_GIVEN PASSAGE_:
┌──

Chabrol, who died Sept. 12 at 80, directed many kinds of films, but he was most celebrated for domestic dramas that end in death (Les Bonnes Femmes, Les Biches, La Femme Infidèle, Le Boucher, La Cérémonie, Merci pour le Chocolat). Call them mere thrillers à la Hitchcock and Chabrol probably wouldn't have minded the label, for he was a scholar of the genre.

Hitchcock often told stories of men with a toxic focus on women. So did Chabrol. Like every moviegoer, he was the viewer as voyeur. A connoisseur of the sexual appraisal that men send women's way, he identified its power, sickness and high mortality rate. Looking can kill you, he suggested — unless you're a professional, like a movie director.

└──

_EXERCISE DATA_:
┌──

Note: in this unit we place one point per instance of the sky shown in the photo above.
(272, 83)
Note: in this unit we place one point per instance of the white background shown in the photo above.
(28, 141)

└──

_EXERCISES TO COMPLETE_:
a - Please give again the stretch of the Chabrol passage from "Chabrol, who died" through "of the genre.", substituting "suspense pictures" for "thrillers".
b - Resume the Chabrol passage, starting right after its final sentence.

_RESULTS FOR EACH TASK_:
a -
Chabrol, who died Sept. 12 at 80, directed many kinds of films, but he was most celebrated for domestic dramas that end in death (Les Bonnes Femmes, Les Biches, La Femme Infidèle, Le Boucher, La Cérémonie, Merci pour le Chocolat). Call them mere suspense pictures à la Hitchcock and Chabrol probably wouldn't have minded the label, for he was a scholar of the genre.

b -
Upon his death in Paris, Chabrol — who directed more than 55 feature films, from 1958's Le Beau Serge to last year's Bellamy — was lionized as a founding father of that late-'50s film explosion known as the new wave, which included such giants as François Truffaut, Jean-Luc Godard, Eric Rohmer and Alain Resnais. One of the wonders of the Cahiers wunderkinder is that they started with a bang and stayed at it for so long. But none of these greats had a career as placidly productive as Chabrol's or as dedicated to making "serious things" the stuff of wickedly entertaining art.